===== Supplied data

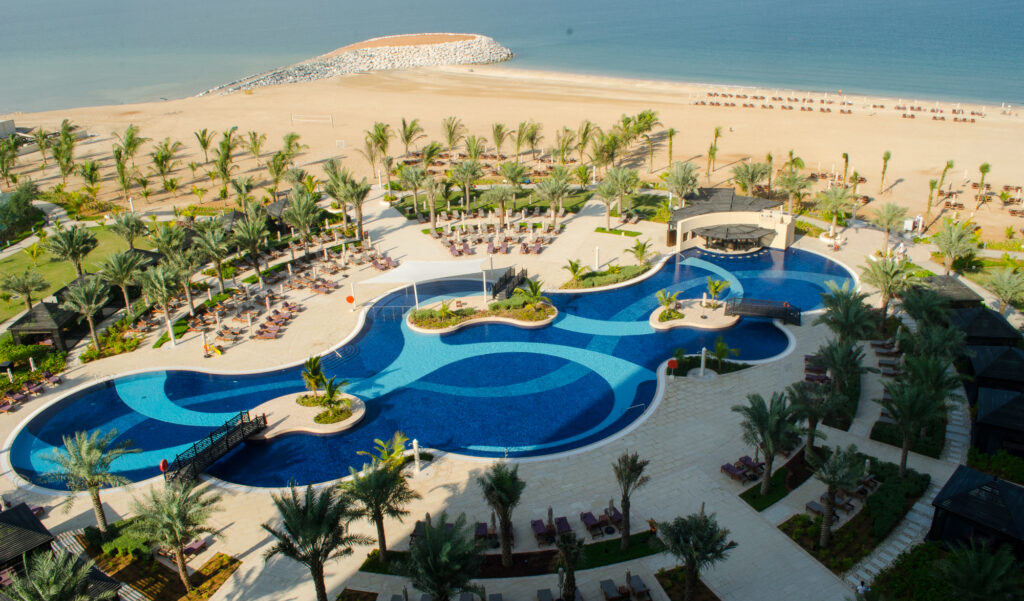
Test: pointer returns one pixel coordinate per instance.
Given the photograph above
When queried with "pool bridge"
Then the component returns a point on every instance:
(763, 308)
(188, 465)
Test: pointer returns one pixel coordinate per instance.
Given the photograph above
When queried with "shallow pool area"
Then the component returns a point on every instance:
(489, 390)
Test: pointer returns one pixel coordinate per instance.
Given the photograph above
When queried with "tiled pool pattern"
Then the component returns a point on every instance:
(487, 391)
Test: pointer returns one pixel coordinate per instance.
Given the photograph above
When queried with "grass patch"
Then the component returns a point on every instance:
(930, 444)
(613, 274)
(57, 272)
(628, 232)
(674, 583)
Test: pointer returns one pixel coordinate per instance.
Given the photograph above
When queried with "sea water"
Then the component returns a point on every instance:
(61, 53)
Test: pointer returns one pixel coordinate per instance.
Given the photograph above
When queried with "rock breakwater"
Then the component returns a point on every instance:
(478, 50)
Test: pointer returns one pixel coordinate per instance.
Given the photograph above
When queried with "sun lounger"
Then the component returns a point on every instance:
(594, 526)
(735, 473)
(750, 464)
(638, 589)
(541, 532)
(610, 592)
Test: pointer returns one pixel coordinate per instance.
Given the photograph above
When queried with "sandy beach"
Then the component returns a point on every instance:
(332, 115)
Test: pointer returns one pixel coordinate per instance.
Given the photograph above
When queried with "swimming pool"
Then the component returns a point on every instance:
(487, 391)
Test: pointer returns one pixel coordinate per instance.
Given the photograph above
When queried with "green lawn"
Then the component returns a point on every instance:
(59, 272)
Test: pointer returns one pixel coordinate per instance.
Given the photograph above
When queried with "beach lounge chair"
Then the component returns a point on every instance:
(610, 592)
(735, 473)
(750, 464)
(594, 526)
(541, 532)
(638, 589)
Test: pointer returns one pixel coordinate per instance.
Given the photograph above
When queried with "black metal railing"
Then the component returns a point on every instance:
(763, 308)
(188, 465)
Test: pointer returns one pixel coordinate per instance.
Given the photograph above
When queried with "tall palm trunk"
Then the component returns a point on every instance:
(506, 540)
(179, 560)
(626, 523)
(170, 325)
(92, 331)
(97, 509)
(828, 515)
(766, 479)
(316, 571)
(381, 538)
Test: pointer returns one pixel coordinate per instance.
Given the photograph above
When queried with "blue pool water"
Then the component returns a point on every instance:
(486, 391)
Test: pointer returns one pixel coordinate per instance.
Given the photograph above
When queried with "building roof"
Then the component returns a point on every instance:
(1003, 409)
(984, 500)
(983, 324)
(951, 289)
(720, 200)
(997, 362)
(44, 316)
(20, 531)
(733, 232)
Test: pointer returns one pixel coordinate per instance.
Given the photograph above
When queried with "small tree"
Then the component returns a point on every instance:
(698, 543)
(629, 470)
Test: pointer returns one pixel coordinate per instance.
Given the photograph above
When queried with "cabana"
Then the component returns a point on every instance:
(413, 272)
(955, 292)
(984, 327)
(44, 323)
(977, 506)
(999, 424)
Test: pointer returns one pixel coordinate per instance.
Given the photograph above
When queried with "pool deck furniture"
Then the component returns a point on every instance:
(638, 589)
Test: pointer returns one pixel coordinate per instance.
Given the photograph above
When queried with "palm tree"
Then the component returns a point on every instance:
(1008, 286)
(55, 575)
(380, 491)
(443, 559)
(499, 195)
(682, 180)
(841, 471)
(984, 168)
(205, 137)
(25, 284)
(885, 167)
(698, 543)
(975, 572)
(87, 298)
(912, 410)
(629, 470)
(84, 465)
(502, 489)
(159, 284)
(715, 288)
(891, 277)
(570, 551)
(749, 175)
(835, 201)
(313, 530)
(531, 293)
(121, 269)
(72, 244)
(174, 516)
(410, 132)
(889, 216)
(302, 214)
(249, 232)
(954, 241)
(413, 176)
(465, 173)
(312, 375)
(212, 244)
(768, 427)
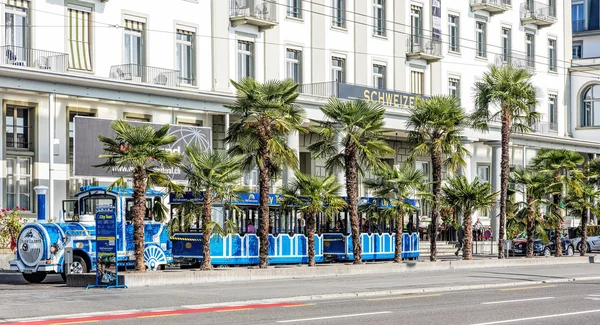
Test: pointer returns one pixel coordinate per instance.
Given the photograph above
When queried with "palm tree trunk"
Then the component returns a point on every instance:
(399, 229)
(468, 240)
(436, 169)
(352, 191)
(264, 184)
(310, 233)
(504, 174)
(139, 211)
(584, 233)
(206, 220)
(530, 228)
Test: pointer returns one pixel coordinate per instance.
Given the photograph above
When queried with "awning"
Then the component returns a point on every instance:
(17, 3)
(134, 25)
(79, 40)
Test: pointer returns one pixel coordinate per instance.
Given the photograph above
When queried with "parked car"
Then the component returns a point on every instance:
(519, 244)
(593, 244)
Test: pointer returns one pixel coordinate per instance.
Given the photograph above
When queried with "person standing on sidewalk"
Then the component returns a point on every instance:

==========

Transcribe every record above exactly, leaving out the pictures.

Result below:
Test: pointer returns one pixel coordinate per instance.
Given the photograph above
When queried with "pool bridge"
Then the component returns a point on every instance:
(763, 308)
(188, 465)
Test: pointer returns one pixel coordinate per instance.
Given the photograph above
When queried with "shallow pool area"
Then the component returns a point on every instance:
(489, 390)
Test: pointer returns one pixel coordinate per instance.
Given the photograph above
When queried with "tiled pool pattern"
Then the component returns a point on every instance:
(487, 391)
Test: pointer returns one pixel coordinate per instance.
Given the photograph above
When queried with "grass patch"
Then the component returns a point on every instance:
(930, 444)
(613, 274)
(57, 272)
(628, 232)
(674, 583)
Test: pointer returns one pixel coordinate per instance.
Given the photograph above
When queried with "sea water"
Then the component returns a point on every instance:
(61, 53)
Test: pointer returns one pixel coordinate per instance.
Given the photograph above
When queried with "rock breakwater"
Then the component returns a point on every instance:
(478, 50)
Test: pointer returns one pixel coordinate per instance.
Given the photograph above
When queried with "sun lounger"
Then the component returns a point on every instance:
(594, 526)
(735, 473)
(750, 464)
(638, 589)
(541, 532)
(610, 592)
Test: pointer returns one pixel coordinate per instance.
Given the photograph above
When queried with "sandy beach"
Then the component returns a point on every instance:
(332, 115)
Test: pointer returns one pixel coordinate per instance.
Given the photograph above
When queried with "swimming pool"
Then the component returns a point on every instance:
(487, 391)
Test: pointer returns one pixel coordinate per instance.
Given the photograph above
When queried with "green lawn"
Then the component returns a point on every instance:
(59, 272)
Test: pointer returns one pixel coordinate per instance.
Given the photograph above
When queried with "beach lounge chair"
Then the component returns a point on every instance:
(610, 592)
(735, 473)
(750, 464)
(594, 526)
(541, 532)
(638, 589)
Test: pointer returns one pixel coordinate per instance.
Given the photograph above
When queried with "black metal railing"
Then the component returns a point on every instance:
(763, 308)
(188, 465)
Test: pointer returns one pixel coordinate per instance.
Given the photograph above
When queried with "tall palm trunk"
Then the component returns a point on every instance:
(506, 540)
(179, 560)
(626, 523)
(170, 325)
(92, 331)
(97, 509)
(828, 515)
(766, 479)
(316, 571)
(381, 538)
Test: pointer returns one pixel coordinate per instance.
Given the photograph above
When queried with "blue pool water"
Then the component returns a point on every instance:
(486, 391)
Test: pointer returns one pixel coordinate per instance.
Given the photograph above
When queried with "building roof"
Then the component returns a point on every instance:
(1003, 409)
(984, 500)
(983, 324)
(951, 289)
(720, 200)
(997, 362)
(44, 316)
(20, 531)
(733, 232)
Test: pointer returns one pixel coordinate per instance.
Given the photograph above
When queried with "small tree"
Then the component returns a point on every instance:
(698, 543)
(629, 470)
Test: pointer returns one pixel coordinate per instance.
Given the photograph above
When queried with "cabana"
Then the component returns a point on every instance:
(413, 272)
(955, 292)
(984, 327)
(44, 323)
(977, 506)
(999, 424)
Test: pointer returns one pixel coordinate per instance.
Given the photograph above
When queried with "pool deck furniture"
Then the component returns a point on every instance:
(638, 589)
Test: pointer returns one pixel coordinate per instance.
Given the photograph above
When queried with "palm tree"
Then the component returns a point on every instance:
(1008, 286)
(55, 575)
(380, 491)
(443, 559)
(499, 195)
(682, 180)
(841, 471)
(984, 168)
(205, 137)
(25, 284)
(885, 167)
(698, 543)
(975, 572)
(87, 298)
(912, 410)
(629, 470)
(84, 465)
(502, 489)
(159, 284)
(715, 288)
(891, 277)
(570, 551)
(749, 175)
(835, 201)
(313, 530)
(531, 293)
(121, 269)
(72, 244)
(174, 516)
(410, 132)
(889, 216)
(302, 214)
(249, 232)
(954, 241)
(413, 176)
(465, 173)
(312, 375)
(212, 244)
(768, 427)
Test: pointer returns one pixel coordinate per instance.
Given the photograph above
When queried with "palm tree trunk"
Then the component returns a point on every instance:
(399, 229)
(468, 240)
(436, 169)
(352, 191)
(264, 184)
(310, 233)
(504, 174)
(139, 211)
(584, 233)
(206, 220)
(530, 228)
Test: pointer returns one pixel coordinate per instance.
Given the photograph above
When queried with "awning"
Then the component returns a point on every instance:
(17, 3)
(134, 25)
(79, 40)
Test: pointer returns one pixel coordinate per instance.
Given the photograph above
When queried with "parked car"
Then the component returns a point on every instance:
(519, 244)
(593, 244)
Test: pointer returns one pixel coordinate per instance.
Given the photograph above
When queried with "person standing on sidewalk"
Then the component returns a point on every instance:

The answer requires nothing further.